[Dataset records Boundary: Start]

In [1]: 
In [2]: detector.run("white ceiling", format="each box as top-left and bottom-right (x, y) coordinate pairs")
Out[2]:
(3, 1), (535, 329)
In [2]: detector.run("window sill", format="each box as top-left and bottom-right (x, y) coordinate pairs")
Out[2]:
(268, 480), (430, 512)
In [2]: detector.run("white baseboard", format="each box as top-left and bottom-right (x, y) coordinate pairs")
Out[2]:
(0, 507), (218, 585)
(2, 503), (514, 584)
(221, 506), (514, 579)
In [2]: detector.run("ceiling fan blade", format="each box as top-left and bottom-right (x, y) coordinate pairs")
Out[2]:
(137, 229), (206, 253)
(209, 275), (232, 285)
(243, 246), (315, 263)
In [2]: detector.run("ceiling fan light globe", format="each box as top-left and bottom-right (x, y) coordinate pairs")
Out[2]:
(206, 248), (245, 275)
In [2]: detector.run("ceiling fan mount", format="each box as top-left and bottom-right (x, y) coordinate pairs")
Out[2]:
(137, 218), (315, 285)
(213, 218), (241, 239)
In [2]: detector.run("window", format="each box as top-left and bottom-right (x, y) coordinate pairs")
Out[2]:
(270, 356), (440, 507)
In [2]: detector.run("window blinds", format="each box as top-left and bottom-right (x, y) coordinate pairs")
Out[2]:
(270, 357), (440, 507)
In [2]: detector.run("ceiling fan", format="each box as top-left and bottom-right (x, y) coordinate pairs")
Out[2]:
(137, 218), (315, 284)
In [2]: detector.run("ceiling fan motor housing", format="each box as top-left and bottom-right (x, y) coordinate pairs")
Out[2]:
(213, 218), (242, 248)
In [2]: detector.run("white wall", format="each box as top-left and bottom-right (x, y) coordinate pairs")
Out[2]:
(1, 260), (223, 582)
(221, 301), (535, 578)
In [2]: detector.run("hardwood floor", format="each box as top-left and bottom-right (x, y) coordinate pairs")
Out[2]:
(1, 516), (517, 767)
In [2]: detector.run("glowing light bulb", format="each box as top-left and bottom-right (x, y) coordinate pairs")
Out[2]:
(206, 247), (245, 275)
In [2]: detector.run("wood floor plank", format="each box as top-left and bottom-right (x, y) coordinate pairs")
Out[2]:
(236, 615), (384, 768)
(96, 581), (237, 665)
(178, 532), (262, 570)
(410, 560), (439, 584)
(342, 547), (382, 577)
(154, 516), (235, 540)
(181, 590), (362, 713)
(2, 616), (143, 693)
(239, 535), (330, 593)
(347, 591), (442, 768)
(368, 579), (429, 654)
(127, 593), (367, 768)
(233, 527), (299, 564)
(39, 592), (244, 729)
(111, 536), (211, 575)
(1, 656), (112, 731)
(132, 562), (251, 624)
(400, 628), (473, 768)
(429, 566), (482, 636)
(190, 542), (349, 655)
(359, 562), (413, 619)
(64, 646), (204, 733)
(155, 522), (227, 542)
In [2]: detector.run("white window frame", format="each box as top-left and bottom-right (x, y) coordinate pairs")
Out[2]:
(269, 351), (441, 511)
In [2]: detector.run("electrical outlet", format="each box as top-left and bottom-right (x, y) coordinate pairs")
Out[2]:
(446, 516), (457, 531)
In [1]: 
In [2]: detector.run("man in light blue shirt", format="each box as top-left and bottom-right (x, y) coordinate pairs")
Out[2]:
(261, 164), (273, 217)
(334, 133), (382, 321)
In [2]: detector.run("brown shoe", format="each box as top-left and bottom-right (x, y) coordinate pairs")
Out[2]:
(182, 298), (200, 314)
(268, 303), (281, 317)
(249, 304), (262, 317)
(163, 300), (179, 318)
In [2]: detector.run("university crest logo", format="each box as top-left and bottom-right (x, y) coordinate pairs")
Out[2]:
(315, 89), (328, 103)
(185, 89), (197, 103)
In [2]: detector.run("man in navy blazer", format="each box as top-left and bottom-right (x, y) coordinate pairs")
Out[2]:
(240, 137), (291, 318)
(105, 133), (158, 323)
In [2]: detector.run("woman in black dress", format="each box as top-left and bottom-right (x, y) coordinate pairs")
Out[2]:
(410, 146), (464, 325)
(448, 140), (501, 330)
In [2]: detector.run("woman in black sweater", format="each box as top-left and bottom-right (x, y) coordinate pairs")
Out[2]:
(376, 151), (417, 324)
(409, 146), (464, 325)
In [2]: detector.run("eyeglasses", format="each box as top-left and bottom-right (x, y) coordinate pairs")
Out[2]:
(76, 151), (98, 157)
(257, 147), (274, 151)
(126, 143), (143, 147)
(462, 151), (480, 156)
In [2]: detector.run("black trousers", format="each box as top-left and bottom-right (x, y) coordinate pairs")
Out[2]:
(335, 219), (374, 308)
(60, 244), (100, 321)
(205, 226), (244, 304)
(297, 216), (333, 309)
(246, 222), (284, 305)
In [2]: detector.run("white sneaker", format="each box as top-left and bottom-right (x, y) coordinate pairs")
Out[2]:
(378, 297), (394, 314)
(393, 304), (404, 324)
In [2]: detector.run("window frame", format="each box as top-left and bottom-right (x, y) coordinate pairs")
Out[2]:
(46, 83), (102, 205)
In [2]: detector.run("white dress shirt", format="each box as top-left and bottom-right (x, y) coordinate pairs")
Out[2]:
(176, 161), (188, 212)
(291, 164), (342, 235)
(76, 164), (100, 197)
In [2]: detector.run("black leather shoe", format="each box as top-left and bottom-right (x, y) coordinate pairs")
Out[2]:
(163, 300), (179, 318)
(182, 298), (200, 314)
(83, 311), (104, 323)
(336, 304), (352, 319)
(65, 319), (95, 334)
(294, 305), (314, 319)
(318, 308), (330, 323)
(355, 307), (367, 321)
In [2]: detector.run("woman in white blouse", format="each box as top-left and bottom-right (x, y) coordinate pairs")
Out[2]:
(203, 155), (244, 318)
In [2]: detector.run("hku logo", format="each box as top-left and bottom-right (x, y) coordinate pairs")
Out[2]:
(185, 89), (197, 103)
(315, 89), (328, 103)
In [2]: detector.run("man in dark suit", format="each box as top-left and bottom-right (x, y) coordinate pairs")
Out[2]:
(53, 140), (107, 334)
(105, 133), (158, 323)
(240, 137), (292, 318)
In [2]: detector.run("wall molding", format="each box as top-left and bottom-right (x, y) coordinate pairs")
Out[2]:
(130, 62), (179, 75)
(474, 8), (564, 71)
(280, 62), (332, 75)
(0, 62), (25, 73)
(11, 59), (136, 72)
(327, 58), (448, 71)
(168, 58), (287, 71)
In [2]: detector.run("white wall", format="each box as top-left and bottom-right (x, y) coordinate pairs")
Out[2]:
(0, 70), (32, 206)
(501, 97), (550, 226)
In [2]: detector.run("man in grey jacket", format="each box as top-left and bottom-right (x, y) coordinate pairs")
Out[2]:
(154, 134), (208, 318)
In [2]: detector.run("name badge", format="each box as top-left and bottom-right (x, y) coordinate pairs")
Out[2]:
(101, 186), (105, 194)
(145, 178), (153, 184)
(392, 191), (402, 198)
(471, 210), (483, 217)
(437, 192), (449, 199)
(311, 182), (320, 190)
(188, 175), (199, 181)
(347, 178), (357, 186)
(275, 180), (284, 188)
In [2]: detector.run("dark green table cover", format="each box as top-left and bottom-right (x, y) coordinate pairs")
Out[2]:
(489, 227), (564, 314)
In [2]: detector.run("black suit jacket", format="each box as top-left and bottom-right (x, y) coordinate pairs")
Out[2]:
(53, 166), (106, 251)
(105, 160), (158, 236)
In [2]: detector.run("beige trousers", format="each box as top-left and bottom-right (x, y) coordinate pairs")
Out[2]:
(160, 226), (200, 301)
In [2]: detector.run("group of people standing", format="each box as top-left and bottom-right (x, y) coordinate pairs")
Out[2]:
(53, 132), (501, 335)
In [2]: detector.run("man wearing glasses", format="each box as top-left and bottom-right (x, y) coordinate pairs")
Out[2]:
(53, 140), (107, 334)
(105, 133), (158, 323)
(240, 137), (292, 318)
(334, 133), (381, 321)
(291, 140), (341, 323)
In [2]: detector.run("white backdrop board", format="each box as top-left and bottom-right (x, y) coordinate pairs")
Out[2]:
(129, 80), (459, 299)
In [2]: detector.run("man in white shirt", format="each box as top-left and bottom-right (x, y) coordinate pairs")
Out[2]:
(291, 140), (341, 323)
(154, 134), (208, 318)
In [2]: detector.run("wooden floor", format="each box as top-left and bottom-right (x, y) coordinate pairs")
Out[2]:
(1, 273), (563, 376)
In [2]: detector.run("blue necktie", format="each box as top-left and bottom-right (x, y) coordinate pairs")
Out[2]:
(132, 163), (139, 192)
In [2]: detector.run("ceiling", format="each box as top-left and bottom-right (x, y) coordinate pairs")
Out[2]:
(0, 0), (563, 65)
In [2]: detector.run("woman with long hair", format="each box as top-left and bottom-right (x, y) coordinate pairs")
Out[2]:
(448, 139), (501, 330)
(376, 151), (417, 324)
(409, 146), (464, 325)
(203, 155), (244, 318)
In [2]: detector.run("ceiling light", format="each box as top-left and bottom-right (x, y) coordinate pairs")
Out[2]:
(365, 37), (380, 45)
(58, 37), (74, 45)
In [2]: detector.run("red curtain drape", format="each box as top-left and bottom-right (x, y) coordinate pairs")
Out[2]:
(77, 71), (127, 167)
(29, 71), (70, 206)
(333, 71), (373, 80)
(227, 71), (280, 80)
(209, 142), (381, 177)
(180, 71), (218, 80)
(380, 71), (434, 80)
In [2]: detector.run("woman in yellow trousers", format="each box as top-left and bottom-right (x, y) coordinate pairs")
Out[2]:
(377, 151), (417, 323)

[Dataset records Boundary: End]

## What is expected
Go through the records line by line and give the number of lines with the string "blue" in them, stating nothing else.

## Response for this exercise
2